---- Dataset entries
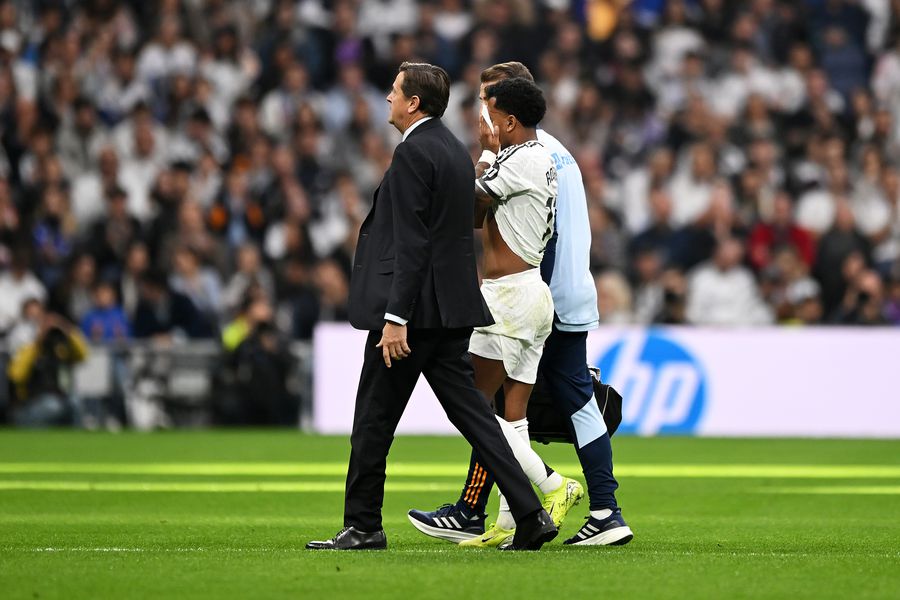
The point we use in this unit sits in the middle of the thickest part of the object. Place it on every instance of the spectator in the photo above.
(111, 236)
(17, 285)
(41, 372)
(781, 230)
(199, 283)
(613, 298)
(105, 321)
(164, 314)
(250, 272)
(723, 292)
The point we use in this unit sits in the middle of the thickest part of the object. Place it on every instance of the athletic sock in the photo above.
(505, 519)
(528, 459)
(552, 479)
(603, 513)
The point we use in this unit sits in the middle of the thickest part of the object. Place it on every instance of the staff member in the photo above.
(415, 289)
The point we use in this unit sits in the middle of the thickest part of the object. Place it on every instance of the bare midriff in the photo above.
(499, 260)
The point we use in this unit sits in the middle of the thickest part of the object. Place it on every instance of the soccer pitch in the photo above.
(226, 515)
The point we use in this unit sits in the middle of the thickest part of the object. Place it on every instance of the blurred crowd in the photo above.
(199, 168)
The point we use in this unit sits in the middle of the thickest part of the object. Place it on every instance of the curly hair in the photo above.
(519, 97)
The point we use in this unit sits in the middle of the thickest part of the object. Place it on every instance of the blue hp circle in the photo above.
(662, 383)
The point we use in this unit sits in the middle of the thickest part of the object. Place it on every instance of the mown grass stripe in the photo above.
(211, 487)
(837, 490)
(426, 469)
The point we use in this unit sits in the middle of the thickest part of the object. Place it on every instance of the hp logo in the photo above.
(663, 385)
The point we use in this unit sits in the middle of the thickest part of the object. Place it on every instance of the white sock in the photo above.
(505, 519)
(516, 434)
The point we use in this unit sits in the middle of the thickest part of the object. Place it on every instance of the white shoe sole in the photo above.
(442, 534)
(614, 537)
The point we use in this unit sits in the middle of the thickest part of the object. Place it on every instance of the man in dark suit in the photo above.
(415, 289)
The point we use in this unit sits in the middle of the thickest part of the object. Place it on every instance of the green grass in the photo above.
(226, 514)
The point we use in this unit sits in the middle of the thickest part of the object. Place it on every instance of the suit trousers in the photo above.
(442, 356)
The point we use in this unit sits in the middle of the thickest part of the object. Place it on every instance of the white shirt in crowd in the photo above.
(816, 211)
(730, 297)
(14, 291)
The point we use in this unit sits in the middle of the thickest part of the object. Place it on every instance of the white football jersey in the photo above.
(522, 182)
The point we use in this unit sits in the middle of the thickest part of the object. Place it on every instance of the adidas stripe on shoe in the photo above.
(449, 522)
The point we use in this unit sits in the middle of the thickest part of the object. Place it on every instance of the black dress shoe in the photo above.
(533, 531)
(351, 538)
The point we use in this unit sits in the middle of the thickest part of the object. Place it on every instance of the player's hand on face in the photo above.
(488, 137)
(393, 343)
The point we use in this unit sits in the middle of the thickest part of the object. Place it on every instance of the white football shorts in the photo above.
(522, 308)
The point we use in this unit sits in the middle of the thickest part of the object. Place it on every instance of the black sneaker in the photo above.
(450, 522)
(611, 531)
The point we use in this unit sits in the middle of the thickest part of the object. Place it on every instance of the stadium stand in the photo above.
(187, 170)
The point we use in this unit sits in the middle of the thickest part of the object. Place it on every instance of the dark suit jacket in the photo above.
(415, 255)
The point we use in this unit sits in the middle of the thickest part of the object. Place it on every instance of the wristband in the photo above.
(487, 156)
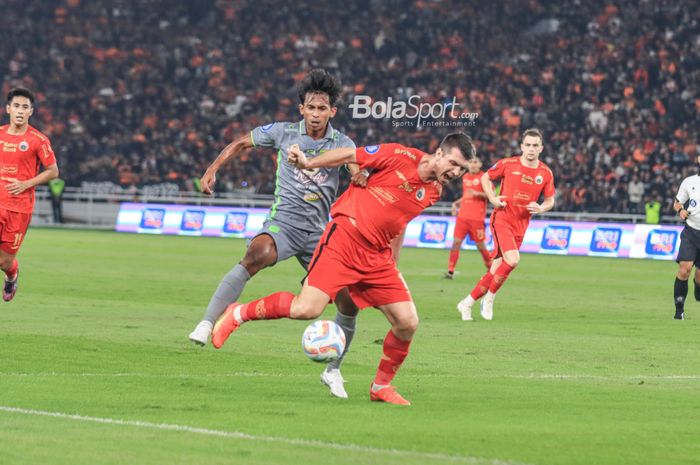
--------
Task goal.
Return each line from the items above that contains the string "sock".

Worked solution.
The point we use in this unit sits in the middle of the thickest part of the object. Place it on every instance of the athletic sock in the photo above.
The point we use in this unit sits in the middle of the thickest part of the object. Place it on every instance of the white sock in the photo above.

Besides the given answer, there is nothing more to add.